CONSEGNA: Trascrivi dall'articolo sulla riforma della Sanità il passo che comincia con "Così la vera" e termina con "non cambiare nulla.".

ESTRATTO DELLA PAGINA:
■ ■ ■ ■ ■ ■ ■
Corriere della Sera 04/08/15
Simona Ravuzza
Meno ticket da pagare per curarci.
Ospedali in grado di funzionare grazie a manager capaci di guidarli
(e non messi lì per la tessera di partito). Soldi sottratti alla
corruzione e spesi per migliorare la vita dei malati. Bambini in
gravi condizioni non più costretti a rivolgersi al Gaslini di Genova
o al Meyer di Firenze perché Milano ancora non è in grado di
occuparsene. Sono esempi che ci consentono di capire quanto la
riforma della Sanità, che debutterà domani in Aula al Pirellone e —
salvo colpi di scena — sarà approvata in settimana, faccia
promesse che toccano tutti da vicino. Sani o malati. Se oggi possiamo
curarci anche all’Humanitas o allo Ieo, ospedali privati ma
accreditati con il servizio sanitario, è grazie alla riforma che
fece ormai vent’anni fa l’ex governatore Roberto Formigoni. Un
modello rivoluzionario che però ha dimostrato tutti i suoi limiti
con le inchieste per corruzione e che adesso viene modificato. Al di
là delle sigle — le Ats che prenderanno il posto delle Asl e le
Asst che si sostituiranno alle aziende ospedaliere — il tentativo è
di lasciare il cittadino meno solo nella scelta di dove curarsi. È
il motivo per cui saranno messe sotto lo stesso cappello le cure
ospedaliere e quelle territoriali: ancora troppo spesso accade che un
cittadino, una volta dimesso dall’ospedale, non sappia dove
continuare le terapie vicino a casa. Grazie all’intervento di Pd,
Movimento 5 Stelle e Patto Civico, con ogni probabilità, ci sarà
una rimodulazione del ticket in base al reddito in modo da aiutare
chi oggi rinuncia agli esami medici perché non può pagarli. Infine,
sarà introdotto più merito nelle nomine dei manager e più
trasparenza nei controlli contro gli scandali giudiziari. Il problema
è che sono tutti principi condivisibili, ma per ora solo sulla
carta. L’applicazione concreta dipenderà dalla politica, in questo
caso dal centrodestra visto che è alla guida della Regione con il
governatore Roberto Maroni. Una coalizione di maggioranza che però
fin qui ha dimostrato di essere più che mai litigiosa. Con uno
scontro che non è stato tanto sulle idee, quanto sulla difesa da
parte di ognuno del proprio orto politico, bacino di voti preziosi.
Così la vera sfida comincia adesso. Sarà fondamentale la scelta
degli uomini chiamati ad applicare la riforma e, in primis, quella
dell’assessore al Welfare che riunirà in una poltrona pesantissima
le competenze oggi divise tra Sanità e Politiche sociali. Una figura
che non dovrà essere scelta con il manuale Cencelli, ma per capacità
e visione. Altrimenti tutto cambia per non cambiare nulla.
■ ■ ■ ■ ■ ■ ■
Voci di dati raccolte:
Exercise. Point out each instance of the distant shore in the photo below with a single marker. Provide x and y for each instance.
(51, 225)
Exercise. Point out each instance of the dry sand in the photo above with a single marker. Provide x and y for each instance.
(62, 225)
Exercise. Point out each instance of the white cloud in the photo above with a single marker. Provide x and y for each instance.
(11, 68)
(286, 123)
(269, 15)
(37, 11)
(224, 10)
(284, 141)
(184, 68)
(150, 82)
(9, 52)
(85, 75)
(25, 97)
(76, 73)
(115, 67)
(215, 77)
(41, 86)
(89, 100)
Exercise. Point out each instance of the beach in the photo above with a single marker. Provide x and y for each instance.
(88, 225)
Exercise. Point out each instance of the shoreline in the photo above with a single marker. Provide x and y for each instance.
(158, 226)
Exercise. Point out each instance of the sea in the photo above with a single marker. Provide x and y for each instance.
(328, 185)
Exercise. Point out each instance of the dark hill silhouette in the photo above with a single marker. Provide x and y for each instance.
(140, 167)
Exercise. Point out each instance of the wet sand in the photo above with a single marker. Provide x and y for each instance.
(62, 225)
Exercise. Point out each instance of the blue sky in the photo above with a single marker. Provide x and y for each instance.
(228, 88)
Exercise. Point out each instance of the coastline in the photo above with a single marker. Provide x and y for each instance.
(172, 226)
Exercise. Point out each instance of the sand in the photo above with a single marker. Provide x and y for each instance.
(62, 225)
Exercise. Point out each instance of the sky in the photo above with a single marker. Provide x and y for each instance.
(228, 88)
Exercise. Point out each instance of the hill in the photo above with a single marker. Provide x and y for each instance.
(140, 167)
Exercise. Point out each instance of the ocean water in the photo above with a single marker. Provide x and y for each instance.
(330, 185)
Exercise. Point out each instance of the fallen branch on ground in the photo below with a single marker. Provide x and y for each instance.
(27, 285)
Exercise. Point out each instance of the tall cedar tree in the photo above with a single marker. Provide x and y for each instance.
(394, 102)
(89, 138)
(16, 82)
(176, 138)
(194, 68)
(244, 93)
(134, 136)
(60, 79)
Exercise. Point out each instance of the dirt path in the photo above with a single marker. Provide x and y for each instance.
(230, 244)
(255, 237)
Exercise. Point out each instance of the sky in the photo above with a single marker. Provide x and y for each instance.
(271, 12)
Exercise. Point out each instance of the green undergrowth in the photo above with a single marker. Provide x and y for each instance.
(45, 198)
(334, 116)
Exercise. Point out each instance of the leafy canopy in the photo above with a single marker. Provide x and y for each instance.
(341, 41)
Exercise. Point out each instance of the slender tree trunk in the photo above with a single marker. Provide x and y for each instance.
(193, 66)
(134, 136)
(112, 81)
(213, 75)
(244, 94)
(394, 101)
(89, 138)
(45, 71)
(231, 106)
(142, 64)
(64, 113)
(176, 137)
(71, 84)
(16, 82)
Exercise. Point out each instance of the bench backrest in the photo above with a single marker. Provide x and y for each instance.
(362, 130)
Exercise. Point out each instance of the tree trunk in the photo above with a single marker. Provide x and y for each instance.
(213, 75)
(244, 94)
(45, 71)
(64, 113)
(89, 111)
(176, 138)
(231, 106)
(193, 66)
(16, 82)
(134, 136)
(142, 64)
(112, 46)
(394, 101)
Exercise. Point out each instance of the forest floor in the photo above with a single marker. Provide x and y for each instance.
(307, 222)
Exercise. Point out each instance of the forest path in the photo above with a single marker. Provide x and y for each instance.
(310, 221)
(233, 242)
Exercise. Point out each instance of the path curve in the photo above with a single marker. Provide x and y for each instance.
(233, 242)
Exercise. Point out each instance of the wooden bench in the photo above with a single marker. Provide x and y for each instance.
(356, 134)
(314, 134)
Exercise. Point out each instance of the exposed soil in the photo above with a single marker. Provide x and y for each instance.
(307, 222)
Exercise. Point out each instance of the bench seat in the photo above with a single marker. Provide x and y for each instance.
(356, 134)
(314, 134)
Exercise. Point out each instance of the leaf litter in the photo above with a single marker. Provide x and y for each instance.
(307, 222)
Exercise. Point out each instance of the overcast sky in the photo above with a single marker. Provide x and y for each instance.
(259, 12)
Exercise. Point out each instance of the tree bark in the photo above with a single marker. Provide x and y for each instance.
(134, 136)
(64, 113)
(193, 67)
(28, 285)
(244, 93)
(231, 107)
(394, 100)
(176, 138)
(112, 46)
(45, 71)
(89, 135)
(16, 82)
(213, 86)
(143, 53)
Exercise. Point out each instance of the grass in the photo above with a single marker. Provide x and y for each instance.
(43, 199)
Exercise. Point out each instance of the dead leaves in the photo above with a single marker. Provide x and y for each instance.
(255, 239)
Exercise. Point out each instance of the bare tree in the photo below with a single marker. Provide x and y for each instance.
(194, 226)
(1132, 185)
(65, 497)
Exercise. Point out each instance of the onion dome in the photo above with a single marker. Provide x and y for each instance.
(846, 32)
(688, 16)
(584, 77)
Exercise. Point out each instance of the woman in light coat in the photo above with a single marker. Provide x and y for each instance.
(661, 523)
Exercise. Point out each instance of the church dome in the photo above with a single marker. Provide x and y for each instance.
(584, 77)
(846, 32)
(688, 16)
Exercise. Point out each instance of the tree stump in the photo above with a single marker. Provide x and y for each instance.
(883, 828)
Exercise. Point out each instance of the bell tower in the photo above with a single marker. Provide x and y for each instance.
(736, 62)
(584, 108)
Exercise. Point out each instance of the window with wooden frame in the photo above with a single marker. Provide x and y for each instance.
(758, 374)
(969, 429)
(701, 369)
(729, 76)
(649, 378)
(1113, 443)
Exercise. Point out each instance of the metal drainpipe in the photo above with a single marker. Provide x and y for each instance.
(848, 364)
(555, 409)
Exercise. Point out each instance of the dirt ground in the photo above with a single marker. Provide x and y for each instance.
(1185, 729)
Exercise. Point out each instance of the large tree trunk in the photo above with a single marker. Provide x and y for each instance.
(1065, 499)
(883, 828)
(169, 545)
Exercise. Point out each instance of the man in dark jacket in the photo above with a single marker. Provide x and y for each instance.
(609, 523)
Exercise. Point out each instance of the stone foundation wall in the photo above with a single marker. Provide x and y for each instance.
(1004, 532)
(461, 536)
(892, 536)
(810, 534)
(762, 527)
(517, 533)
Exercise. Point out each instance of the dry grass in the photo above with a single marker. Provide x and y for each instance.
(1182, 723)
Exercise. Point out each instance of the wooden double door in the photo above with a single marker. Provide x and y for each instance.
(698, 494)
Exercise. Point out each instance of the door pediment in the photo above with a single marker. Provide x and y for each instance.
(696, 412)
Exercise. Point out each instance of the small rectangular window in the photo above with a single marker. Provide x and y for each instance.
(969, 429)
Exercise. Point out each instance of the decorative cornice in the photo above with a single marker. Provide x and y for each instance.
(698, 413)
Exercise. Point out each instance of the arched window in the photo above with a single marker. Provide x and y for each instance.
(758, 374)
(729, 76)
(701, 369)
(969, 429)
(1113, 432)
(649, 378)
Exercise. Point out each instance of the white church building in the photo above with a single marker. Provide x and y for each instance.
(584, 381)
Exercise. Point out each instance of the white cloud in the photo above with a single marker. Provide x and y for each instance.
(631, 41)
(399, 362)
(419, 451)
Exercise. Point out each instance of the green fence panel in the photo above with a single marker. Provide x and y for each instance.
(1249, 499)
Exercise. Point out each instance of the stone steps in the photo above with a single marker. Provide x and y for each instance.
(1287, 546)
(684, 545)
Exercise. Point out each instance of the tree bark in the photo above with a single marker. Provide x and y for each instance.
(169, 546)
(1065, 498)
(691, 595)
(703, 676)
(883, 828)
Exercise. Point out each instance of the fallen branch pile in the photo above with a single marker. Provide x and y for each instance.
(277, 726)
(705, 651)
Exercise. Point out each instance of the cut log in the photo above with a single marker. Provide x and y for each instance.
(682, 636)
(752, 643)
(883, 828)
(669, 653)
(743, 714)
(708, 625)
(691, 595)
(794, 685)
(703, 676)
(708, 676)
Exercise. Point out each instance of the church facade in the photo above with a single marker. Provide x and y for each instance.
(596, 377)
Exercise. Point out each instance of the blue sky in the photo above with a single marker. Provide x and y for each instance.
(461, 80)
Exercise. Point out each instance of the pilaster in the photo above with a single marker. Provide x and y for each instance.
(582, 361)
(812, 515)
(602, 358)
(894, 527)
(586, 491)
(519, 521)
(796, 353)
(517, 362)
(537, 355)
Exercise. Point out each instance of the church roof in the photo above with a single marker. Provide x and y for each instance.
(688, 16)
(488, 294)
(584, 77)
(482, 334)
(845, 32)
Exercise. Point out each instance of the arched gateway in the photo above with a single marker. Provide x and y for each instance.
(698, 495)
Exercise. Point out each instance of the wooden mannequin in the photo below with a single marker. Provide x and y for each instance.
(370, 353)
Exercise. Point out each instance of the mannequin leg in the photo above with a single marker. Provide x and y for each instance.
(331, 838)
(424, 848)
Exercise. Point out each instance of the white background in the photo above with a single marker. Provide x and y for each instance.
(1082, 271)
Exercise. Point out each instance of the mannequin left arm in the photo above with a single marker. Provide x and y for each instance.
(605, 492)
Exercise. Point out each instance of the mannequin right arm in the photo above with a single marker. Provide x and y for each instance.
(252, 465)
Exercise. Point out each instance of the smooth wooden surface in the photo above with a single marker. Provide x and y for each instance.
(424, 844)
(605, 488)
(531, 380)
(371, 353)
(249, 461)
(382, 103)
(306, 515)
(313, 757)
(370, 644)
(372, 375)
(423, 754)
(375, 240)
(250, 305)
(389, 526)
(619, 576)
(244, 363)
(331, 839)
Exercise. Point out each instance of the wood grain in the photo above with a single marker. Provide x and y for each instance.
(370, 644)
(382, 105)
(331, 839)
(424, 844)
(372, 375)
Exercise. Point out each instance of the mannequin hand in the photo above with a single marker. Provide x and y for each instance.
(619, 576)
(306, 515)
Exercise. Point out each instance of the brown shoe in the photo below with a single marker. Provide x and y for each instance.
■ ■ ■ ■ ■ ■ ■
SVOLGIMENTO:
Così la vera sfida comincia adesso. Sarà fondamentale la scelta
degli uomini chiamati ad applicare la riforma e, in primis, quella
dell’assessore al Welfare che riunirà in una poltrona pesantissima
le competenze oggi divise tra Sanità e Politiche sociali. Una figura
che non dovrà essere scelta con il manuale Cencelli, ma per capacità
e visione. Altrimenti tutto cambia per non cambiare nulla.